- _CHALLENGE_: Pull every line from the data below that contains the string "white". Case counts.

- _RECORDS PROVIDED_:
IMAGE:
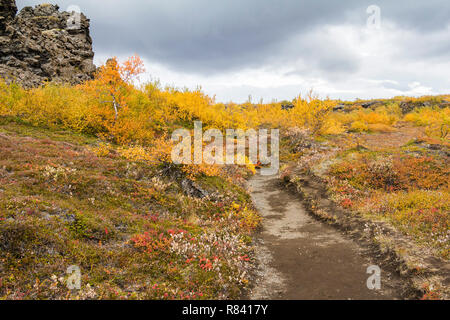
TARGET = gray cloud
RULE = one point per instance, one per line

* * *

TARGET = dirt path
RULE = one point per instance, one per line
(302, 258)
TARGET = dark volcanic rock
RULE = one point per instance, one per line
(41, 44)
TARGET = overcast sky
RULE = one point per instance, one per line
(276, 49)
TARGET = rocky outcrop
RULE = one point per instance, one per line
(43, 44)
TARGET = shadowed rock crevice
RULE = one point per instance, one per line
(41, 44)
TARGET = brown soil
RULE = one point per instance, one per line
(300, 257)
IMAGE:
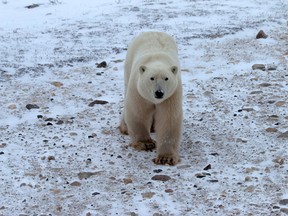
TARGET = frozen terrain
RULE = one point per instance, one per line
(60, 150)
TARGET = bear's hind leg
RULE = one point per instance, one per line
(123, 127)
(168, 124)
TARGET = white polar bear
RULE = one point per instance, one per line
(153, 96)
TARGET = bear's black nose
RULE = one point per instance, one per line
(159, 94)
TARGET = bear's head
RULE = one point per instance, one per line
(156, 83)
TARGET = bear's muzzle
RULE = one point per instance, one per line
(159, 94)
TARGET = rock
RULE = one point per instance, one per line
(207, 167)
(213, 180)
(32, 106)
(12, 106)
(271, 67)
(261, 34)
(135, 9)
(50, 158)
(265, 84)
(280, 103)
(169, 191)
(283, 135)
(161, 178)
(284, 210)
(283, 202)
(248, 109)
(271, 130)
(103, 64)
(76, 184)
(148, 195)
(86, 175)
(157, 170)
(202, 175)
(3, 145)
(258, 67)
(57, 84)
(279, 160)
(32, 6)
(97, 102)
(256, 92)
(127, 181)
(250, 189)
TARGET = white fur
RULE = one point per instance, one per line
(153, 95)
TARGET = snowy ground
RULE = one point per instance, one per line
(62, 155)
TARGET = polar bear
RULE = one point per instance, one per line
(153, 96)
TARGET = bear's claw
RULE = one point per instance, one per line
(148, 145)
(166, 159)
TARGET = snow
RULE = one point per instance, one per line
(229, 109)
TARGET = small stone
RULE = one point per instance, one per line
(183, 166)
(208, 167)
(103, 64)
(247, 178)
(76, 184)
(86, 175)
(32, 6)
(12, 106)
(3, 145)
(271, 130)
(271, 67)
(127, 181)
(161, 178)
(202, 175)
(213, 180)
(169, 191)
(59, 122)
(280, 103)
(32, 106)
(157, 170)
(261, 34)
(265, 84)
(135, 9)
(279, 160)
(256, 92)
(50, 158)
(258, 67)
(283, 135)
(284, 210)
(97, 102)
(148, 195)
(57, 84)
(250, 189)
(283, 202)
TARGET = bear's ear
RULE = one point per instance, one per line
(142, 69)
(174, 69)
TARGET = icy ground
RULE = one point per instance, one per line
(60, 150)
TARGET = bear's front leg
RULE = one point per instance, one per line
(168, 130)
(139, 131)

* * *

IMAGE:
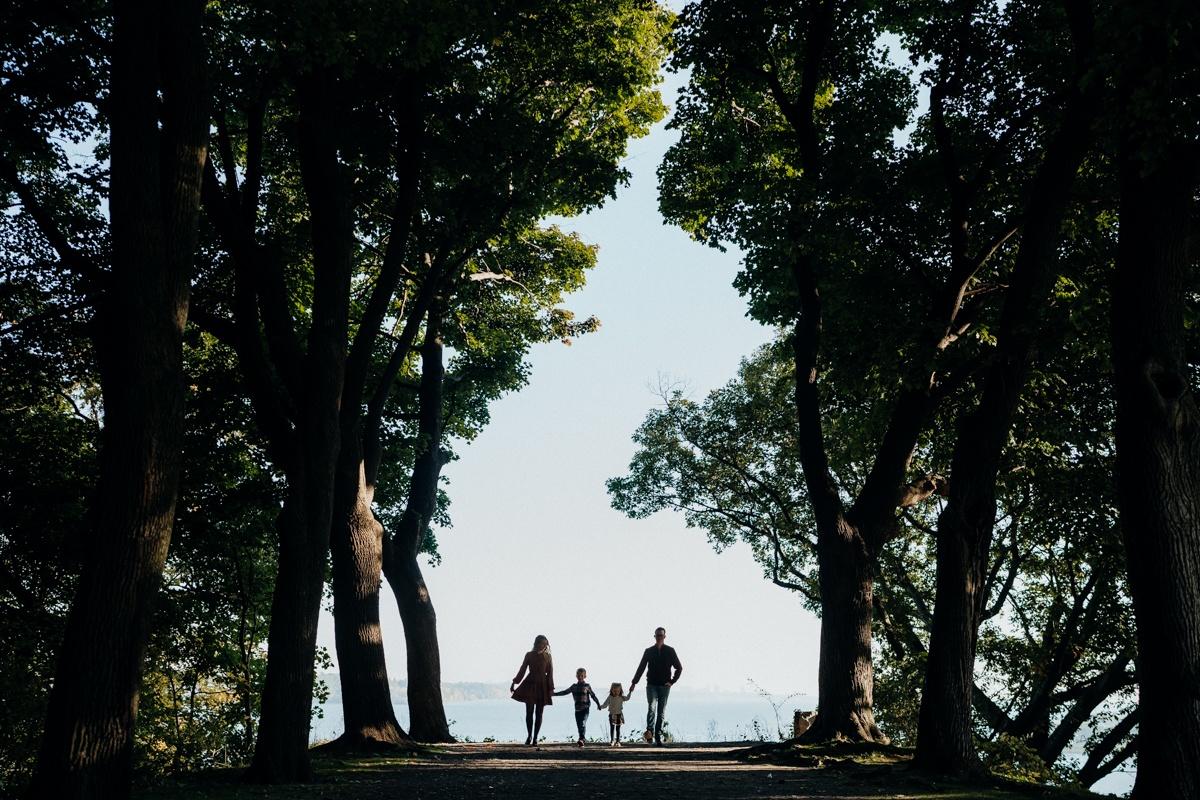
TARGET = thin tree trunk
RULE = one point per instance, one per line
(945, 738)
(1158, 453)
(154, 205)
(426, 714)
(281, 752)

- _SOLUTION FOR THIS TASK_:
TARGET = white polar bear
TARGET = white fur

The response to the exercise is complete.